PROVIDED INFORMATION:
--- Start ---
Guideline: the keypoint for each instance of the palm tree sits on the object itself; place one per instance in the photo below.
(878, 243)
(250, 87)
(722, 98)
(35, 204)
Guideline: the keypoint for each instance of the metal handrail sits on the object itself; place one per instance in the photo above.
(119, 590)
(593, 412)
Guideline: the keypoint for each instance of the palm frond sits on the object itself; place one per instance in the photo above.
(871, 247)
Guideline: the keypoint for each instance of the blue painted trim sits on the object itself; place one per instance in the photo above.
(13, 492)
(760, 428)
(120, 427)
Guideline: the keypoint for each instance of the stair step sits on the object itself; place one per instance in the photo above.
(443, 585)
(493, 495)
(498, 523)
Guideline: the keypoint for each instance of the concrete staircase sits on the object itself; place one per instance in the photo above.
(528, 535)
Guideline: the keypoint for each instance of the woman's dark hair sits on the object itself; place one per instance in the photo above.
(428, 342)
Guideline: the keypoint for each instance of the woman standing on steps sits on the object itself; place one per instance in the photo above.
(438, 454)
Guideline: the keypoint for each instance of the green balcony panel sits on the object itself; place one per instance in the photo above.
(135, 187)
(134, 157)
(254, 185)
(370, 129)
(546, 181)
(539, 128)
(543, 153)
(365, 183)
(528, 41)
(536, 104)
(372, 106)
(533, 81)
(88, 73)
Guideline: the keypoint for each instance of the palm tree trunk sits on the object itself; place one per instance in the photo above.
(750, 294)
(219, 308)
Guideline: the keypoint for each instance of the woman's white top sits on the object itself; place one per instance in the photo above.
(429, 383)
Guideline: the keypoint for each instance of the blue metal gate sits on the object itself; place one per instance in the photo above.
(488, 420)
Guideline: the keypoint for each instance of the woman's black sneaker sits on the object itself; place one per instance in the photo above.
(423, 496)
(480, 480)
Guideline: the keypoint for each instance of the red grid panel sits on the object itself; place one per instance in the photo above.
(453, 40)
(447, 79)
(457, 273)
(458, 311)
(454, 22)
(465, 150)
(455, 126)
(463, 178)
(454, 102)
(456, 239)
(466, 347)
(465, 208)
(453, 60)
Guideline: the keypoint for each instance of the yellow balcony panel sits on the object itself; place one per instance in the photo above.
--- End ---
TASK TO CARRY OUT: Write out all the records above again, exactly as they stand.

SOLUTION:
Guideline: the keypoint for each instance of the palm tree sits on the object itself; place one per instance in the photo below.
(878, 243)
(250, 87)
(722, 98)
(35, 204)
Guideline: the keypoint for each instance of the metal handrail sits on the object itself; place one per instance in the photo above.
(119, 590)
(593, 412)
Guideline: the keypoint for each instance of the palm frond sits on the object itself; place one per instance in the photo above.
(871, 247)
Guideline: the keypoint for each instance of the blue painted trim sits on the object itself; place one per instance in the photo above.
(13, 492)
(760, 428)
(120, 427)
Guideline: the keypoint for each instance of the stair step sits on the object itself; place one per instance in the photo above.
(443, 585)
(493, 495)
(498, 523)
Guideline: the keypoint for each instance of the concrete staircase sits on the object itself; place one per instance in the photo above.
(528, 535)
Guideline: the keypoint for each instance of the woman's dark hair sits on the object itself; place one per instance in the photo above.
(428, 342)
Guideline: the keypoint for each instance of the woman standing on steps sits on the object itself; place one per instance in the photo above.
(438, 454)
Guideline: the keypoint for each instance of the green balcony panel sits on the object itself; place one per instance in the photo above.
(135, 187)
(134, 157)
(254, 185)
(370, 129)
(546, 181)
(539, 128)
(543, 153)
(365, 183)
(528, 41)
(536, 104)
(372, 106)
(533, 81)
(88, 73)
Guideline: the keypoint for each instance of the palm tree trunk sits on the object itself; place one per instance in the photo above.
(750, 294)
(219, 308)
Guideline: the keypoint for each instance of the woman's white top sits on the object itself; place one per instance in the photo above.
(429, 383)
Guideline: the keypoint for each instance of the blue metal gate sits on the object itself; place one per instance in the photo above.
(488, 420)
Guideline: the keypoint for each instance of the woman's black sneaker sits on the object itself; place one per instance in the photo above.
(423, 496)
(480, 480)
Guideline: the keypoint for each instance of the red grid panel sits on the object itself; place one per instance in the photo above.
(453, 40)
(447, 79)
(457, 273)
(458, 311)
(454, 22)
(465, 150)
(455, 126)
(463, 178)
(454, 102)
(456, 239)
(466, 347)
(465, 208)
(453, 60)
Guideline: the keypoint for each instance of the yellow balcony panel sits on the object itself; place one per instance in the photo above.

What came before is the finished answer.